***** Excerpt to read
In sharp contrast to the fixed embedding scenario, the architectural ablation demonstrated that the single bidirectional LSTM layer was the most effective configuration, slightly outperforming the models without batch normalization and without spatial dropout. This suggests that when embeddings can adapt during training, the representational capacity gained from trainable word vectors reduces the need for complex recurrent structures. The “Full Model” continued to deliver respectable accuracy, but its margin over the baseline was negligible. As a result, the simpler “single_LSTM” design took precedence, presumably avoiding the risk of overfitting that can arise when embeddings and multiple dropout layers are all learned simultaneously.
3.2.3 Model Configurations Trained
Building on the insights gleaned from ablation and tuning, a variety of model variants were ultimately trained. Table 3 outlines these configurations, which differed along three principal axes: (i) the choice of embedding source and whether it was trainable or static, (ii) the single-layer vs. dual-layer BiLSTM design, and (iii) whether standard or “optimized” hyperparameters (identified by hyperband and ablation studies) were employed. Additionally, a subset of models underwent extended training (20 epochs instead of 10) or 5-fold cross-validation to provide more robust estimates of performance generalization.

Each model’s name reflects whether the embeddings were static (non-trainable), trainable, or if the architecture was optimized. “Single” denotes using a single BiLSTM layer with 256 units, while “Optimized” references the lack of a spatial dropout layer as per ablation study results. Extended training and cross-validation runs were carried out to more rigorously validate the stability of each model’s performance.
3.3 Training Dynamics and Evaluation of the Proposed Architecture
The Full Model, as devised from the model architecture proposed and the preceding explorations, employs the dual BiLSTM layout augmented by dropout layers and batch normalization. This section analyzes the training behavior and performance characteristics of our proposed model with both static and adaptive embeddings, along with extended training experiments to determine optimal convergence properties.
3.3.1 Training Trajectories: Static vs. Adaptive GloVe Embeddings
A. Static GloVe Embeddings (trainable = False)
One core objective was to gauge the performance of our Full Model when employing GloVe word vectors as “frozen” embeddings. The reasoning is that pretrained embeddings already encode semantic relationships, thereby limiting the capacity of the network to overfit by shifting these representations to idiosyncratic traits in the training data. Fig. 4 shows the training and validation accuracies across ten epochs. After initialization, the training accuracy began near 0.7806 and climbed to 0.9466, an improvement of approximately 16.6 percentage points. By epoch 8, the model had effectively converged. As signaled by the minimal gains in validation performance thereafter. Notably, the validation accuracy at epoch 8 was 0.9629, which in fact exceeded the same epoch’s training accuracy by a modest margin. This performance pattern, where validation accuracy exceeds training accuracy—represents an uncommon but theoretically grounded phenomenon in Neural Network training. The inversion of the typical accuracy relationship (where training accuracy normally exceeds validation) stems from the interaction between several model characteristics. First, the application of dropout layers affects only training-phase computation, artificially suppressing training accuracy while validation runs utilize the full network capacity. Second, batch normalization layers demonstrate different statistical behaviors during training vs. inference, potentially favoring validation instances when the underlying data distributions have particular properties [72]. Third, the use of static embeddings constrains the model’s capacity to overfit to training data, enforcing more generalized representational learning focused on sequence patterns rather than lexical memorization. The steady convergence patterns observed in both training and validation loss curves (decreasing from 0.4606 to 0.1419 for training, and 0.4523 to 0.1302 for validation) further support this interpretation. Hence, the architecture was able to isolate discriminative patterns despite lacking the flexibility to reshape word vectors.
**********
### Instruction:
Please carry the passage on training a BiLSTM model with static and trainable GloVe embeddings forward from its last sentence.
***** Given material
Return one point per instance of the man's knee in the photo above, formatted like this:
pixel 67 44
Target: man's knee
**********
### Exercise response:
Figure 4: Training performance curves of static embedding model
B. Adaptive GloVe Embeddings (trainable = True)
Subsequently, the embedding layer was configured to be trainable, thereby enabling the model to adjust word vectors dynamically during backpropagation. This step introduces extra parameters and can, in principle, help the architecture internalize domain- or task-specific semantics that might not be comprehensively captured by the original GloVe corpus. The training curve in Fig. 5 (left panel) conveys a steeper rise than in the static scenario: the initial training accuracy of 0.7985 culminated at 0.9874 by epoch 10, an increase of nearly 18.9 percentage points. The validation accuracy, starting near 0.8395, attained 0.9725 by the final epoch, consistently trailing the training curve by about 1–2%. That relatively small gap signals moderate regularization success, especially given that the embedding space is not subject to fine-tuning. From a loss perspective, Fig. 5 (right panel), the training curve dropped sharply from 0.4265 to 0.0351, while validation loss diminished to around 0.0818. The network did exhibit slight fluctuations in validation metrics past the midpoint of training, which might foreshadow potential overfitting had the researchers continued for substantially more epochs. However, the final gap between training and validation results (about −0.0149 in accuracy) indicates that the model’s capacity to overfit was tempered effectively by dropout, batch normalization, and an adaptive learning rate schedule.

Figure 5: Training performance curves for trainable GloVe model
3.3.2 Model Classification Results
A. Static GloVe Model
On the test set (5732 samples evenly split between original and AI-generated abstracts), the final static model achieved 0.9513 accuracy and an F1 score of 0.9508 (see Table 4). From the confusion matrix, it is observed that 2758 of the original abstracts were correctly identified (true negatives), with only 108 false positives. Similarly, the model labeled AI-generated texts accurately 2695 times, with 171 false negatives, as can be seen in Table 4. The resultant recall for AI-generated detection was 0.9403, meaning that while performance is robust, the network occasionally struggles to detect certain AI-specific lexical cues. The precision score of 0.9615 indicates that when the model classified a text as AI-generated, it was correct in the majority of cases, reflecting a high degree of reliability in its positive classifications.

Interestingly, the false-negative rate (~5.97%) surpassed the false-positive rate (~3.77%). In tasks that prioritize detecting AI-generated content (e.g., editorial workflows or plagiarism detection), such a difference can be critical: missing real AI-generated texts (false negatives) may pose a bigger concern than occasionally misclassifying an authentic human-written document. Nonetheless, the overall error of 4.87% is fairly modest, reflecting that the static embedding approach in a well-regularized BiLSTM can deliver strong generalization.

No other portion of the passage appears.